Data extracted from a collection:
_ _ _ _ _
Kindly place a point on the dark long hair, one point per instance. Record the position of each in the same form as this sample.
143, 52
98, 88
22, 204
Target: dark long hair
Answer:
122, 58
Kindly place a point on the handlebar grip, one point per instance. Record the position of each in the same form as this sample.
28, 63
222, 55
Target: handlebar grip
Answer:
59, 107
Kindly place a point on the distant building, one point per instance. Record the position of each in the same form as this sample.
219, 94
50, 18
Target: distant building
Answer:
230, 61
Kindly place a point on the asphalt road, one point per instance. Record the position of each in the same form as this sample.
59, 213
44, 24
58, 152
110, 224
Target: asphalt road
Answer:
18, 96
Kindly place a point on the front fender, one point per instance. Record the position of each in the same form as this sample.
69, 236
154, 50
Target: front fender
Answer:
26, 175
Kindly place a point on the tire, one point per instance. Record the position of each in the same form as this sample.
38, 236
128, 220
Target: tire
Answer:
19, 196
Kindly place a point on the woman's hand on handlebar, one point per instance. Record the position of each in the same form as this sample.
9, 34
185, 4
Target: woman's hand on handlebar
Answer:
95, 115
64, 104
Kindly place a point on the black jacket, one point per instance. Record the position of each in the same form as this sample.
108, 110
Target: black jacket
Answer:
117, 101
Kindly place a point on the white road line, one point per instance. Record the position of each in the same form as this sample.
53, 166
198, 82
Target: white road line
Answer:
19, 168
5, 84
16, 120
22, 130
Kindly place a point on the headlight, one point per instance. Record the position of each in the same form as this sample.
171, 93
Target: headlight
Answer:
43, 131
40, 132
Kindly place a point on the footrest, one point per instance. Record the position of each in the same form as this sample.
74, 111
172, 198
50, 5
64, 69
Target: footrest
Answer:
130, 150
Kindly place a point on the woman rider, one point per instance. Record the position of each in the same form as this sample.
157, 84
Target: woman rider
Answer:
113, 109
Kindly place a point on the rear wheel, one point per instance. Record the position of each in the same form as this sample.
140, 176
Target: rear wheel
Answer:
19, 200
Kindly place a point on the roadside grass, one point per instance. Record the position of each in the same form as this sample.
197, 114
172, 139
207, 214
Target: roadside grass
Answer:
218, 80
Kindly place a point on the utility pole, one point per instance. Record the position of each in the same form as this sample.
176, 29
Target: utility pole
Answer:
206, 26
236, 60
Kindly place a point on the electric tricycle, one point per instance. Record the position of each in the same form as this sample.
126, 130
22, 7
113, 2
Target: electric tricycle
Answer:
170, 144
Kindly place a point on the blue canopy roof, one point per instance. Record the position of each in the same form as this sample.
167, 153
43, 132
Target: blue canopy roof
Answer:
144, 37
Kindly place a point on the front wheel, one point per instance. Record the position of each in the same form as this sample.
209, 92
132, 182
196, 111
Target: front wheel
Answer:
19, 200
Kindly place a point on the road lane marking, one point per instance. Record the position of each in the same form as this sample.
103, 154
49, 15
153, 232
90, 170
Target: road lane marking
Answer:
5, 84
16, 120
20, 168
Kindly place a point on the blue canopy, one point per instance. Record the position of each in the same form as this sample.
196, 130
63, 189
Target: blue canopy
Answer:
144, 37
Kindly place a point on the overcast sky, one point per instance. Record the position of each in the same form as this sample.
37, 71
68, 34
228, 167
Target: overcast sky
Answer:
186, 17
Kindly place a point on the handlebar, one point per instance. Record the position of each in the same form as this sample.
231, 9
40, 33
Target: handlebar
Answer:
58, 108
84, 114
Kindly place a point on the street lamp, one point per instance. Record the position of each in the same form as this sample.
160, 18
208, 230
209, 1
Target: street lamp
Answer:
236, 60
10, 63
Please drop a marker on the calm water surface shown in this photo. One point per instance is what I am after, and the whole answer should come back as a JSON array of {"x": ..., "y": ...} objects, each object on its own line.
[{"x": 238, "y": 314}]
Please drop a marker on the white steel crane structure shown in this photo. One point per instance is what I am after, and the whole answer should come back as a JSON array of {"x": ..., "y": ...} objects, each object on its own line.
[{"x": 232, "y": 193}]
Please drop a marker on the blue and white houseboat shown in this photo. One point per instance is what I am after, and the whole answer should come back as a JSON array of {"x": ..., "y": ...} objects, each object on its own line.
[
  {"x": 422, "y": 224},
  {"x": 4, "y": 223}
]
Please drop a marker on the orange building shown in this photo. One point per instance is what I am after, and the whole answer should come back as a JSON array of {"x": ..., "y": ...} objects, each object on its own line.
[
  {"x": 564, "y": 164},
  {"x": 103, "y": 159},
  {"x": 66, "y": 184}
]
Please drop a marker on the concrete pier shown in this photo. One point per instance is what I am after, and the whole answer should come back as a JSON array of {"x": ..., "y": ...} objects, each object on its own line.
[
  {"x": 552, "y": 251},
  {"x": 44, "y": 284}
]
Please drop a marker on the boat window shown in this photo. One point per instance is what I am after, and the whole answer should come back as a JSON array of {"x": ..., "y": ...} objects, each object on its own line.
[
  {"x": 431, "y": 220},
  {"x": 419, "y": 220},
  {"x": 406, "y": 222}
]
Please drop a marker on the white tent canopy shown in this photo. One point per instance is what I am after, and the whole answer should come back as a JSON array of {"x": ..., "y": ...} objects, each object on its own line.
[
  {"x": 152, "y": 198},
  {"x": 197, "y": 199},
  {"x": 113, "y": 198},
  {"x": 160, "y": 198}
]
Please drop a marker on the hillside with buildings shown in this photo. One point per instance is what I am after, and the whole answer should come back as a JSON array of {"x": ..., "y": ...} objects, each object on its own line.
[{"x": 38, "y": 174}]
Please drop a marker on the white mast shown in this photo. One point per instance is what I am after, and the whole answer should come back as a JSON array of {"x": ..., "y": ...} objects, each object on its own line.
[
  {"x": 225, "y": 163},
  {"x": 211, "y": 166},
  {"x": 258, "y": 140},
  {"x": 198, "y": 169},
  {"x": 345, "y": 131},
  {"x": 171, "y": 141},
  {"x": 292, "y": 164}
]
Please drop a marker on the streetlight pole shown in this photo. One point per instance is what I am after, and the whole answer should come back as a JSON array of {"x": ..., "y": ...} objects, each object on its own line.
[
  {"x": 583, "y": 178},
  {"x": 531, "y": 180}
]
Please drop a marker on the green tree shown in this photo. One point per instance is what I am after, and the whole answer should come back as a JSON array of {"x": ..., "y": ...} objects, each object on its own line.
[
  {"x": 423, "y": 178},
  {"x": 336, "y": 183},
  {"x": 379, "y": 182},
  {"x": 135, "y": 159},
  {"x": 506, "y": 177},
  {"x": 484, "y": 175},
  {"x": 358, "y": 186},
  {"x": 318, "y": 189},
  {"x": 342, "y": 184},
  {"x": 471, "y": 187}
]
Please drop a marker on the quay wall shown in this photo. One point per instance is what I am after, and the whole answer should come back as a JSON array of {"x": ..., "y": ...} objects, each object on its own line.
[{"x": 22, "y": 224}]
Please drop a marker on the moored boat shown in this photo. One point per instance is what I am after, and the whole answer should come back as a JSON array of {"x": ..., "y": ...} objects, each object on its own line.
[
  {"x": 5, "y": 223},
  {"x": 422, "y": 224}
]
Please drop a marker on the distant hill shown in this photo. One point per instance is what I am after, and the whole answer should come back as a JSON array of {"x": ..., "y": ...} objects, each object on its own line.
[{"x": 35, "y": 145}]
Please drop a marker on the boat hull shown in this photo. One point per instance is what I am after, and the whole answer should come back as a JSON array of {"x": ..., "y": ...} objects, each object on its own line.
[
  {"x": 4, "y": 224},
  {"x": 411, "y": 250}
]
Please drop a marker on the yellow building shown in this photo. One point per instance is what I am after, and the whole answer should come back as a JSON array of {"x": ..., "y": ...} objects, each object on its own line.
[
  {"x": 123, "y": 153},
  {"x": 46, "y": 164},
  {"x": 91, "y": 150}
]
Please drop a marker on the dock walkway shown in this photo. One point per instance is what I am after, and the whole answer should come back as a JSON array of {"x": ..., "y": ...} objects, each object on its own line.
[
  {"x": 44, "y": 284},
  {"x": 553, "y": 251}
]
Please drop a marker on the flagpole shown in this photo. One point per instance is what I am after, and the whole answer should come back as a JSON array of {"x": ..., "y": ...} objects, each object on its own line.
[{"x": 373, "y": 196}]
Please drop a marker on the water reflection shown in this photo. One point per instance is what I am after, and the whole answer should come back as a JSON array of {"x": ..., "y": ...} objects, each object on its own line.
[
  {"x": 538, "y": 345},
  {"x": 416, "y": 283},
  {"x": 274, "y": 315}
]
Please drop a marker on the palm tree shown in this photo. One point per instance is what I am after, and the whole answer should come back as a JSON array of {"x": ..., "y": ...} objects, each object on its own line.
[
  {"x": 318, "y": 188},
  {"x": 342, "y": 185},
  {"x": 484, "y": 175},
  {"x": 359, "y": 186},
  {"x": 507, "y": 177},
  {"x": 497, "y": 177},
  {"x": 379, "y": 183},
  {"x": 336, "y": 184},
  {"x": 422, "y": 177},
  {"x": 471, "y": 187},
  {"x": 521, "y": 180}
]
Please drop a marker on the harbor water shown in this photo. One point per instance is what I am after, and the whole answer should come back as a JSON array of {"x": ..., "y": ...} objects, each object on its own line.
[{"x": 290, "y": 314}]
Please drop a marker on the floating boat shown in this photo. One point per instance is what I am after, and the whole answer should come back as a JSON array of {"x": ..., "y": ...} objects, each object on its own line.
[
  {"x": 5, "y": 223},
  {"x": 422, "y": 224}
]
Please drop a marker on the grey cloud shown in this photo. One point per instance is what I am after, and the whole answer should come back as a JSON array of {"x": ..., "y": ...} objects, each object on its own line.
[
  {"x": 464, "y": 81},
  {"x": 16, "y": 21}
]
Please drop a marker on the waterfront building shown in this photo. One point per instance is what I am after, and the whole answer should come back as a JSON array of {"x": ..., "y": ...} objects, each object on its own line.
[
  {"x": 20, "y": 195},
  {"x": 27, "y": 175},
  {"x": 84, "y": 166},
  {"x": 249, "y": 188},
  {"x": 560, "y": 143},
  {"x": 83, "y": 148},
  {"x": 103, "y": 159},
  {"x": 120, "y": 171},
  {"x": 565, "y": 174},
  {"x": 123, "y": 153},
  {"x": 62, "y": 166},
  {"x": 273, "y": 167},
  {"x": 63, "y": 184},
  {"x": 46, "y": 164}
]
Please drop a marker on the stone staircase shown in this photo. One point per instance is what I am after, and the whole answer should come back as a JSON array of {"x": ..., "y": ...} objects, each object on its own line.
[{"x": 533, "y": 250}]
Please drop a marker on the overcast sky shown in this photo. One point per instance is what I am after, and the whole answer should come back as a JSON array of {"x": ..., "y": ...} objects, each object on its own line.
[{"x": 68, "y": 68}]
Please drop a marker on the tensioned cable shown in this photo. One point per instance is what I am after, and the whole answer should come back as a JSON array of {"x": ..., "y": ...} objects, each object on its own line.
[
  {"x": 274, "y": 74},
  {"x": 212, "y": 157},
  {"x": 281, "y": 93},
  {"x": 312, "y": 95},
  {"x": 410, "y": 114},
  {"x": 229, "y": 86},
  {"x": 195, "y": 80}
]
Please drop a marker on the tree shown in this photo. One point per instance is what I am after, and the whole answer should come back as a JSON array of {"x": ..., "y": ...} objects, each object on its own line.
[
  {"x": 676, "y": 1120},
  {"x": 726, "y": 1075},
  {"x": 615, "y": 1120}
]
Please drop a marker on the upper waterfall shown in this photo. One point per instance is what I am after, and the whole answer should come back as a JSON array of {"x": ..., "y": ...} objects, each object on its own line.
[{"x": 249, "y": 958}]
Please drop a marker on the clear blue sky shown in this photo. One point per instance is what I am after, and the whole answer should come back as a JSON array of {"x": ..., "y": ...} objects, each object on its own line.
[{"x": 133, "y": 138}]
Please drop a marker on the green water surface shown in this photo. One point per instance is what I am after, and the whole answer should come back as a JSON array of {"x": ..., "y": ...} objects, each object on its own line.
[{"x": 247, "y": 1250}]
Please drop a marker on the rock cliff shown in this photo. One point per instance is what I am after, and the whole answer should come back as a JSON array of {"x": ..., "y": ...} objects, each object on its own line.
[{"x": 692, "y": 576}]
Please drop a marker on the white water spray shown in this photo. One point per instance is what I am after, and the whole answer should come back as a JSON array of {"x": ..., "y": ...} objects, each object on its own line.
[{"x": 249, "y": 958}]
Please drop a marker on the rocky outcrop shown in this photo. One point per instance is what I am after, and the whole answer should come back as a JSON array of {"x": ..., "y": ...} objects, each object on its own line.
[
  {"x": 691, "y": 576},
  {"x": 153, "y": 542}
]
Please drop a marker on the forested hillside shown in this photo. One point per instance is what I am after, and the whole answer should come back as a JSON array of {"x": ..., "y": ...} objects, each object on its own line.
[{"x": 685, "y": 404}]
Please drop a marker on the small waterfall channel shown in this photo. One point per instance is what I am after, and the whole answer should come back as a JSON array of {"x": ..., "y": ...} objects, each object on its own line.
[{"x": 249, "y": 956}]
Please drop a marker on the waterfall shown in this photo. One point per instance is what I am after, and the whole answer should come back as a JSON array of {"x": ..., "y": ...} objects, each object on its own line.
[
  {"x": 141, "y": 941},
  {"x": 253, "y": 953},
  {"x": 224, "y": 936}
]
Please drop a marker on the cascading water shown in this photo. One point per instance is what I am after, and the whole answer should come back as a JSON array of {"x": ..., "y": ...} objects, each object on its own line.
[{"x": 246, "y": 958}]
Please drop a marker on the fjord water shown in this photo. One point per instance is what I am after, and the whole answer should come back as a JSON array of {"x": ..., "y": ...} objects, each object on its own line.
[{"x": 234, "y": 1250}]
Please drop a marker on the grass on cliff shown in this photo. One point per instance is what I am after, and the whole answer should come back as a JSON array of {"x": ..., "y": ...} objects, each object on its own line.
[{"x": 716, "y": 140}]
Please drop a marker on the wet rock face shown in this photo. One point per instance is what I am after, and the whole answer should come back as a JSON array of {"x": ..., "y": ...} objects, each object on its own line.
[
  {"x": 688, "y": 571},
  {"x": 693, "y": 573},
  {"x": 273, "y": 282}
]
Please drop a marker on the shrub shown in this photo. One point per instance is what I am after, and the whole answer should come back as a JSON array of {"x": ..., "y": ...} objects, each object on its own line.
_ _ _ _ _
Activity: Every line in the records above that contains the word "wheel" should be copied out.

Task answer:
Kindly place a point on the rear wheel, one point per instance. Record the position of each in the same form as this sample.
Target: rear wheel
Kindly place a point on the front wheel, one point per instance. Record the position of each in the same form as this sample.
Target: front wheel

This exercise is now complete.